__Text for analysis__:
Hence, these agencies were not duped by a lack of knowledge. Rather, they made a political calculation, adopting a specific attitude toward Peru that made them vulnerable to this gangster. That political calculation gave precedence to a free market, order, and the financial discipline supposedly embodied in Fujimori’s regime, and spurned issues related to democracy and public ethics. Not until the first half of 2000, when the Fujimori regime turned grotesquely dictatorial and, in mid-2000, when Montesinos’ role in international arms trafficking became clear, did all American agencies completely sever their ties with him.

How did Montesinos build his empire of corruption? He did so by militarizing the Peruvian state and politics. First he conjured the specters of the Sendero Luminoso guerrilla threat, crime, and drug trafficking to concentrate powers in the armed forces and in the intelligence services and to free them from citizen oversight. Next he wove a network that penetrated law enforcement agencies and all institutions in charge of resources or information. He thus created a system that was marked by the concentration of power, a total lack of transparency, and impunity.

What is the main risk of the so-called Plan Colombia for Peru? The principal danger is that it will become a beachhead for a renewed militarization of the public affairs that should be handled by civil authorities and institutions–specifically, the campaign against drug trafficking. This new outbreak of the militarization of the public order could, in turn, interfere with and complicate the democratization currently underway in Peru.

Collected data
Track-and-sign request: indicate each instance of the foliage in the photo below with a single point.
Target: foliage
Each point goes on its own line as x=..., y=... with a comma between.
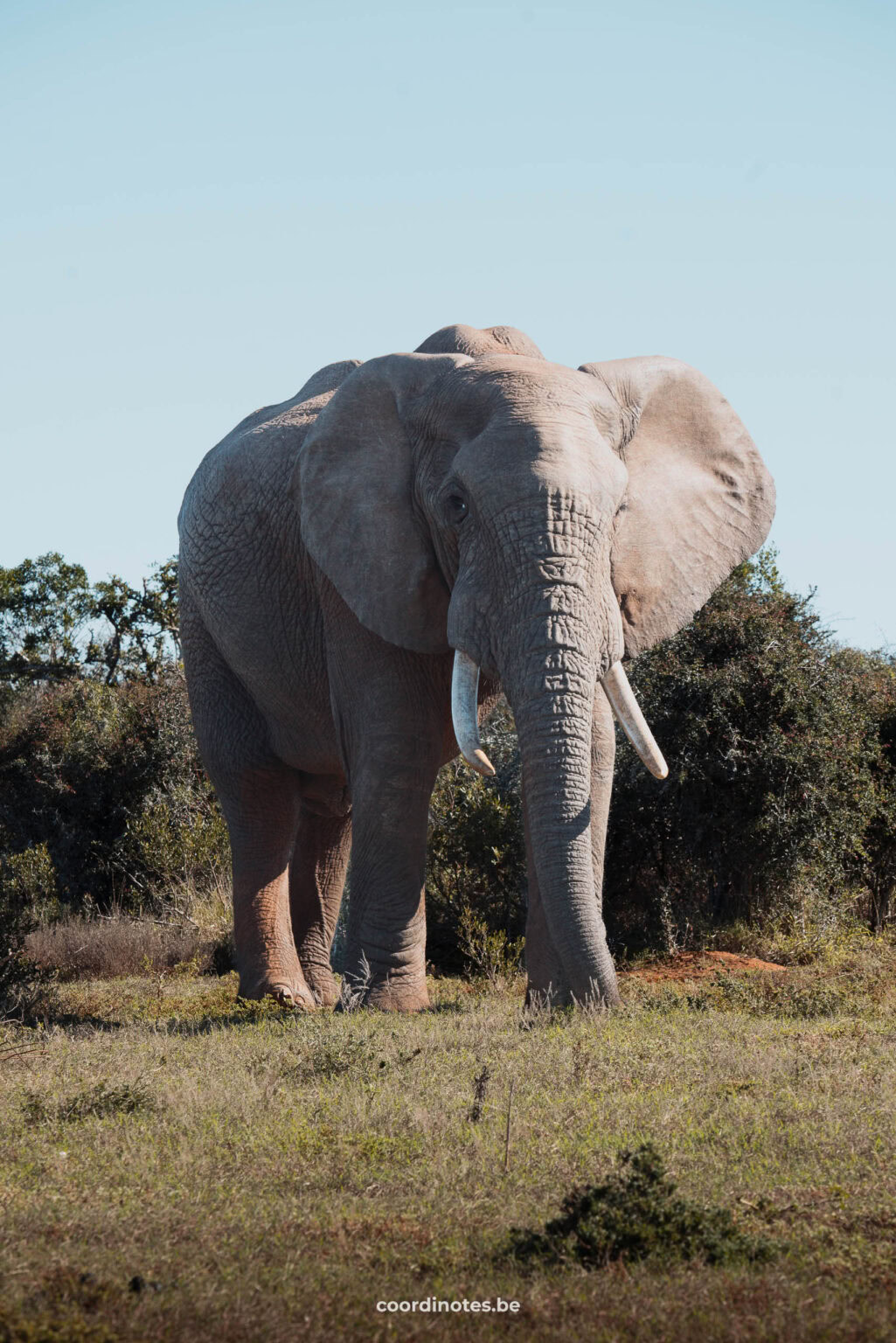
x=25, y=990
x=102, y=796
x=92, y=1103
x=636, y=1215
x=476, y=859
x=55, y=626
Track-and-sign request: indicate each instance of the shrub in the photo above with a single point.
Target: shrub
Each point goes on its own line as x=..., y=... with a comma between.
x=771, y=736
x=108, y=949
x=102, y=796
x=636, y=1215
x=25, y=990
x=476, y=859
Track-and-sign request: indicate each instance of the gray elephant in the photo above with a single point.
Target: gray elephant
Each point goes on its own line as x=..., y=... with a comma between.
x=365, y=564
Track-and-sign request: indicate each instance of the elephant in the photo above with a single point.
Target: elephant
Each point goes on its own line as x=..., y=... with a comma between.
x=365, y=567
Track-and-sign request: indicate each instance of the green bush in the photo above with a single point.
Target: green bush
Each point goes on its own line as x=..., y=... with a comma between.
x=25, y=992
x=636, y=1215
x=102, y=796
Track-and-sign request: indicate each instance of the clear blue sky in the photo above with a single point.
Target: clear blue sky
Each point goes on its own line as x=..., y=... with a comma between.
x=203, y=203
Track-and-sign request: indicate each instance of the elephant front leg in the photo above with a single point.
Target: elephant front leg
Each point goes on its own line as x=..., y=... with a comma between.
x=385, y=952
x=547, y=979
x=316, y=881
x=392, y=714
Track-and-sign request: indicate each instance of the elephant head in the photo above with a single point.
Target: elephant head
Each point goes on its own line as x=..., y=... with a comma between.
x=543, y=523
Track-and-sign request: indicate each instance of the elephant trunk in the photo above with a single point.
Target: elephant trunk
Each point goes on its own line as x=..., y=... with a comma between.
x=551, y=684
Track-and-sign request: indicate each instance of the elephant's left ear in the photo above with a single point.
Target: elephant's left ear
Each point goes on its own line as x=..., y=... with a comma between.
x=353, y=485
x=700, y=498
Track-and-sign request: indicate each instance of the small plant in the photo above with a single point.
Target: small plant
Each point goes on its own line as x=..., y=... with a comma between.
x=92, y=1103
x=480, y=1088
x=352, y=994
x=636, y=1215
x=490, y=957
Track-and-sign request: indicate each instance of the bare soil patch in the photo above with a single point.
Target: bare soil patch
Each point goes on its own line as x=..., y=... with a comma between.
x=698, y=964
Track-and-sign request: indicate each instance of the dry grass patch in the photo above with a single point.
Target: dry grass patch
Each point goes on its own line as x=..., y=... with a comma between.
x=109, y=949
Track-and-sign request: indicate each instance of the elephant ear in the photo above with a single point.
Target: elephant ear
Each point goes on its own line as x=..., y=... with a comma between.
x=353, y=485
x=473, y=341
x=698, y=503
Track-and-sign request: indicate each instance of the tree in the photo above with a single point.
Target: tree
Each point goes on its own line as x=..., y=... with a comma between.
x=54, y=626
x=771, y=739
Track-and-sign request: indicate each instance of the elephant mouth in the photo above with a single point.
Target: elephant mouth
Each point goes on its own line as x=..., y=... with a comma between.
x=465, y=681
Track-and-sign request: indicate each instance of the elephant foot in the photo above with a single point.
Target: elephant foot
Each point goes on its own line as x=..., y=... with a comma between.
x=545, y=997
x=293, y=992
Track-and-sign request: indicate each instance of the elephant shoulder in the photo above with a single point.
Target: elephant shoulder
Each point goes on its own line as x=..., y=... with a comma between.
x=257, y=457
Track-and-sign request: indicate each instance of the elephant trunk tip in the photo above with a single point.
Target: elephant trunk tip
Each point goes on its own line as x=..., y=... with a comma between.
x=628, y=711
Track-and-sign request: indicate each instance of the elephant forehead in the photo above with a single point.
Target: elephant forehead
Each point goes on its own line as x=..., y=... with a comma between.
x=555, y=461
x=513, y=390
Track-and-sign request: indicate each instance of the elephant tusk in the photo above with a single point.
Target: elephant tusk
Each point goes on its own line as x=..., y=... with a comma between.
x=633, y=721
x=465, y=684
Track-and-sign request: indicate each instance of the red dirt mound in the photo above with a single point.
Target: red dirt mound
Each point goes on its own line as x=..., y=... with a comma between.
x=698, y=964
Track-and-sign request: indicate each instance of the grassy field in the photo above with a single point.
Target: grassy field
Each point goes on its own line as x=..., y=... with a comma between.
x=177, y=1166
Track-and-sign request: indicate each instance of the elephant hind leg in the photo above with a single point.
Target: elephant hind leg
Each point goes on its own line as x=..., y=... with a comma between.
x=260, y=799
x=316, y=881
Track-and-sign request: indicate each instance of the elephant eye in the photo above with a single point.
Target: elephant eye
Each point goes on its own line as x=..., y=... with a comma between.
x=455, y=508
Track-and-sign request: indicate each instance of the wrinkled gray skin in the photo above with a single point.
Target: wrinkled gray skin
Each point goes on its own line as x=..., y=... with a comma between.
x=337, y=546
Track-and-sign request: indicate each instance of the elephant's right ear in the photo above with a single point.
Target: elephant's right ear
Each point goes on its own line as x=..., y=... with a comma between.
x=353, y=486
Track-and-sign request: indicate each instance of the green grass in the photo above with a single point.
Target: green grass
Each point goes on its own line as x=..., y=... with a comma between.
x=260, y=1175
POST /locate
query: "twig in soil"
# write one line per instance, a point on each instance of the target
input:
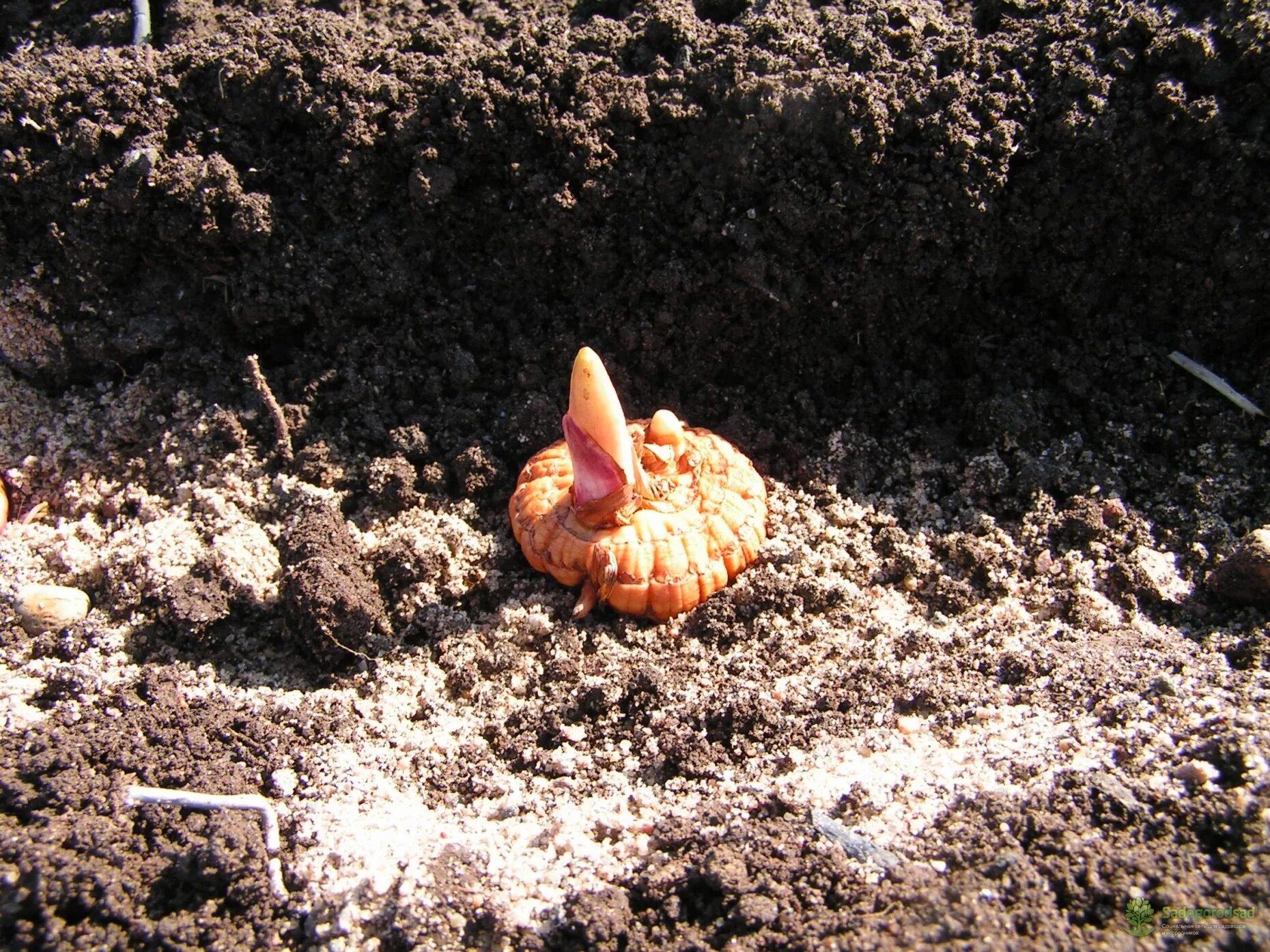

__Problem details__:
Answer these questions from the text on Montesinos and Peru:
1. When did all American agencies completely sever their ties with Montesinos?
2. Which three specters did Montesinos conjure to concentrate powers in the armed forces and intelligence services?
3. Which public affair does the text say Plan Colombia risks militarizing?
Rely only on the text on Montesinos and Peru.

__Problem solution__:
1. In mid-2000, when Montesinos' role in international arms trafficking became clear.
2. The Sendero Luminoso guerrilla threat, crime, and drug trafficking.
3. The campaign against drug trafficking.